* Reading text
# # #

Daily Press Briefing by the Office of the Spokesperson for the Secretary-General

4 June 2020

Daily Press Briefing by the Office of the Spokesperson for the Secretary-General

The following is a near-verbatim transcript of today’s noon briefing by Stéphane Dujarric, Spokesman for the Secretary-General.

All right.  Good afternoon.  I hope you can see me.  As Tommy would say in the musical, if you can see me, you can hear me.  Good afternoon and happy Thursday, which otherwise is known as Don’t Forget to Turn Off Your Mics Day.

**Secretary-General — Vaccines

Starting off with the Secretary-General.  This morning, in a video message played to Gavi’s [Vaccine Alliance] Global Vaccine Summit, the Secretary-General noted that COVID-19 is the greatest public health crisis of our generation, and he called for global solidarity to ensure that every person, everywhere, has access to the vaccine.  The Secretary-General stressed the need to make three key commitments.  First, he said we must find safe ways to continue delivering vaccinations, even as COVID-19 spreads.  Second, we must use the networks of vaccine delivery to deliver a range of other primary health services.  And lastly, when a COVID-19 vaccine becomes available, we must make sure it reaches everyone.

**Security Council Peacekeeping

This morning, the Security Council heard a briefing on peacekeeping, and was given presentations by the Force Commanders of the United Nations Multidimensional Integrated Stabilization Mission in Mali (MINUSMA), United Nations Mission in South Sudan (UNMISS) and from the UN Disengagement Observer Force (UNDOF).  Also briefing today was the Head of the Department of Peace Operations, Jean-Pierre Lacroix.  He reminded Council members that, as the world is facing the challenges of COVID-19, so is peacekeeping.  He paid tribute to the peacekeepers, civilian, military and police, who have shown dedication and commitment as they continue to carry out their mandates in the best way possible, given the constraints imposed on them by the pandemic.  Over the past few months, he added, peacekeeping operations have shown their capacity to adapt.  The peacekeepers’ response has been guided by four main objectives:  first, protecting our personnel and their capacity to continue critical operations; second, containing and mitigating the spread of the virus; third, supporting national authorities in their response; and fourth, protecting vulnerable communities while delivering on mandate implementation.

# # #

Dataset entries
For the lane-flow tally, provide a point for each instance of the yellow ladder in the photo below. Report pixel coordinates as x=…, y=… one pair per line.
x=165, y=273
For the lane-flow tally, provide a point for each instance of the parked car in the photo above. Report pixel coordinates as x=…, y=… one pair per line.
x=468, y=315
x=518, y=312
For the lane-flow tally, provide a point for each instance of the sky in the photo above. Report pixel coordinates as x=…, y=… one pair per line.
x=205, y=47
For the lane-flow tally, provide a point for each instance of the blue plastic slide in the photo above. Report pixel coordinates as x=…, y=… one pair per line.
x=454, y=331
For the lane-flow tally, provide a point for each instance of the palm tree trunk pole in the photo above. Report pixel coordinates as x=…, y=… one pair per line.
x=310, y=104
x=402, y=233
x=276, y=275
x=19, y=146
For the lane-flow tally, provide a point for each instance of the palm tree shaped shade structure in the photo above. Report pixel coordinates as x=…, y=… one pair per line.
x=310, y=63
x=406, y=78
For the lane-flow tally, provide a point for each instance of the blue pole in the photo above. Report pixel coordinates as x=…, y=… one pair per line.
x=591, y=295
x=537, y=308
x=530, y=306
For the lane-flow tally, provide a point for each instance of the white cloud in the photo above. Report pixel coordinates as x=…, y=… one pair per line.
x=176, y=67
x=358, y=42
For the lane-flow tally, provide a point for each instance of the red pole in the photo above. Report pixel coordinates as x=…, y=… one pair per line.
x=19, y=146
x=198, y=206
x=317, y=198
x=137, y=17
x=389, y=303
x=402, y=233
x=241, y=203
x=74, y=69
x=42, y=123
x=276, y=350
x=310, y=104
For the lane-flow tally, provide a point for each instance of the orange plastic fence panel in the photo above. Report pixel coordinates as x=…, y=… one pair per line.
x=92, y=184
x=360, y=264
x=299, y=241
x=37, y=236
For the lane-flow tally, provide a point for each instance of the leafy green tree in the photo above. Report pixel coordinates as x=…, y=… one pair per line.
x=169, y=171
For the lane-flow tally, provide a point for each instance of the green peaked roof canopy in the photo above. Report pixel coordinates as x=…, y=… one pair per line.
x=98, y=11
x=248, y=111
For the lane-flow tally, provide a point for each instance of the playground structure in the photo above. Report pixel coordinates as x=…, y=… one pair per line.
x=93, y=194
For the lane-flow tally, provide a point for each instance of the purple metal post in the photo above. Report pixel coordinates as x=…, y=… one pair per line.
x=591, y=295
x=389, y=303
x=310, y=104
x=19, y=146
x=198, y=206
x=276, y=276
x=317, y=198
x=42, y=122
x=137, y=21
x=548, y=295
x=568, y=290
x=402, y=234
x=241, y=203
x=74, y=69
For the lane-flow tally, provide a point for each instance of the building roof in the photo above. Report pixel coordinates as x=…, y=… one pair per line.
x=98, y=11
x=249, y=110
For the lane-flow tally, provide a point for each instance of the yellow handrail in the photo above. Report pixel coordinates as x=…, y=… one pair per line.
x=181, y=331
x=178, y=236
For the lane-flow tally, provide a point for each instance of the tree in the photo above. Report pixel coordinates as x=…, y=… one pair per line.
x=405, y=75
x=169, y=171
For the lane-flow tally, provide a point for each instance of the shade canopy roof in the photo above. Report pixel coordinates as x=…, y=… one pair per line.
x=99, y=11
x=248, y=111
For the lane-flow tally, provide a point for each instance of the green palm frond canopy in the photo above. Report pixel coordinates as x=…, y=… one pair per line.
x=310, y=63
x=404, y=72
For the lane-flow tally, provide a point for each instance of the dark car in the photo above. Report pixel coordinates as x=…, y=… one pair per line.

# # #

* Parts of the exercise
**a)** According to the briefing transcript, who is the Head of the Department of Peace Operations?
**b)** Print the briefing transcript from "Starting off with" to "it reaches everyone.".
**c)** Carry on the briefing transcript from the point where it stops.
None of the lines above is needed for this work.

* Results of the exercise
**a)** Jean-Pierre Lacroix.

**b)**
Starting off with the Secretary-General.  This morning, in a video message played to Gavi’s [Vaccine Alliance] Global Vaccine Summit, the Secretary-General noted that COVID-19 is the greatest public health crisis of our generation, and he called for global solidarity to ensure that every person, everywhere, has access to the vaccine.  The Secretary-General stressed the need to make three key commitments.  First, he said we must find safe ways to continue delivering vaccinations, even as COVID-19 spreads.  Second, we must use the networks of vaccine delivery to deliver a range of other primary health services.  And lastly, when a COVID-19 vaccine becomes available, we must make sure it reaches everyone.

**c)**
**Security Council — Sudan

The Security Council also adopted a resolution to establish the UN Integrated Transition Assistance Mission in Sudan, or UNITAMS.  It is never a good day at the UN when we don’t get another acronym – UNITAMS.  The resolution says the new Mission will assist the political transition, progress towards democratic governance in the protection and promotion of human rights and sustainable peace.  The Mission will also support peace processes and implementation of future peace agreements, as well as assist peacebuilding, civilian protection and rule of law, in particular in Darfur and the Two Areas.  The resolution also says that the Mission will support the mobilization of economic and development assistance and coordination of humanitarian assistance.  Also, this morning the Council extended the mandate of the African Union-United Nations Hybrid Operation in Darfur, or UNAMID, until 31 December of this year.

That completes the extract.